Provided entries: Begin
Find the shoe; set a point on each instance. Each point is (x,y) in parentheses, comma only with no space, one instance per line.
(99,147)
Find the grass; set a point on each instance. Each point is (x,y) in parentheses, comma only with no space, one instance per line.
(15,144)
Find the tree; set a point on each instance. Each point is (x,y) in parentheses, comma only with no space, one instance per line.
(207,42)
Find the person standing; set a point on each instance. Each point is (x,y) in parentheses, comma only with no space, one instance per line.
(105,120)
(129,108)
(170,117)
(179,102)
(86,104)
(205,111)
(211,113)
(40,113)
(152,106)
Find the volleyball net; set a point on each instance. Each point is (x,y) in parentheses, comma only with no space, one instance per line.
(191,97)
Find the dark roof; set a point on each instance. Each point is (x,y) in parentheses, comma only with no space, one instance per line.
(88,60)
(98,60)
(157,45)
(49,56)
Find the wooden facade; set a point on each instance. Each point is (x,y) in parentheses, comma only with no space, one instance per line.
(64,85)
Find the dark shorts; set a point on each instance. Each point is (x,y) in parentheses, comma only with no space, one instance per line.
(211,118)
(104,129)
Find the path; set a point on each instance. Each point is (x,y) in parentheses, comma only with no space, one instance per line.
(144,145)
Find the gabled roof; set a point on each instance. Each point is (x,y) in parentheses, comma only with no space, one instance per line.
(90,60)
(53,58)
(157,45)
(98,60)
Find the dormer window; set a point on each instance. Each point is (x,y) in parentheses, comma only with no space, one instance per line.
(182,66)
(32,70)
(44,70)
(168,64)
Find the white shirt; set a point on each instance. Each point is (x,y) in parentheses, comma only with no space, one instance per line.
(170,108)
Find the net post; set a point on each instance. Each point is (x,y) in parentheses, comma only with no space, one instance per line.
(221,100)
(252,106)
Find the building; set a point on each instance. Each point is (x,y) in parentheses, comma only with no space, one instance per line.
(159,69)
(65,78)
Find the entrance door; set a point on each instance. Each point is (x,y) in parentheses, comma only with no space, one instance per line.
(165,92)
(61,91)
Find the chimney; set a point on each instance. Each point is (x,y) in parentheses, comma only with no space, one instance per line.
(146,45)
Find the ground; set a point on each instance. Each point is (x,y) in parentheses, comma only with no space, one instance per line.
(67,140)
Provided entries: End
_Task objective_
The records above are to be given again in full, word for word.

_Exercise answer_
Find the shoe; set a point on each instance. Each point is (x,y) in parentheses, comma only with no space, one instance per line.
(99,147)
Find the grass; set a point on each instance. Each point is (x,y) in parentheses, comma only with no space, one instance per line.
(15,144)
Find the tree; set a point on each instance. Each point is (x,y) in parentheses, comma only with no space, one instance per line.
(207,42)
Find the person standing; set a point on each instance. Each point is (x,y) in parentheses, comma only with no space, one instance per line.
(105,120)
(129,108)
(170,117)
(179,102)
(86,104)
(205,111)
(211,113)
(40,113)
(152,106)
Find the volleyball net; set a point on each instance. Each point is (x,y) in parentheses, comma only with no space, one instance per line.
(191,97)
Find the dark roof; set a point on each instance. Each point is (x,y) in parentheses, comma only with no space, one instance per line.
(88,60)
(98,60)
(157,45)
(49,56)
Find the wooden facade; set a point on each instance. Each point is (x,y) in parentheses, comma only with no space, one instance per line.
(64,85)
Find the dark shorts; set a point on each instance. Each point is (x,y) in parentheses, comma only with no space, one instance per line.
(211,118)
(104,129)
Find the path; set a point on each instance. Each point is (x,y) in parentheses, comma only with no space, one instance per line.
(144,145)
Find the gabled roof; set a point on each instance. Each point is (x,y) in parentheses, comma only with no space, one instance per line.
(90,60)
(53,58)
(157,45)
(98,60)
Find the dormer window; set a point on each instance. Each point is (x,y) in parentheses, comma only with no space, one instance per line.
(182,66)
(32,70)
(44,70)
(168,64)
Find the white shirt; set a point on each instance. Each point is (x,y) in parentheses, comma only with no space, one instance per line.
(170,108)
Find the net post; set a point on each instance. Each point is (x,y) in parentheses, comma only with no space, one instance per line.
(221,100)
(252,106)
Find the building; set a point on each instance. Each point is (x,y) in parentheses, comma only with no space, one instance per line.
(159,69)
(65,78)
Find the entrance door; set a point on each instance. Each point is (x,y) in parentheses, comma only with no space, one instance per line.
(165,92)
(61,91)
Find the chimney; set a point on each instance. Each point is (x,y) in parentheses, comma only with no space, one instance per line.
(146,45)
Find the ground; set a point on each instance. Each point is (x,y) in parentheses, comma only with no space, one instance per line.
(67,140)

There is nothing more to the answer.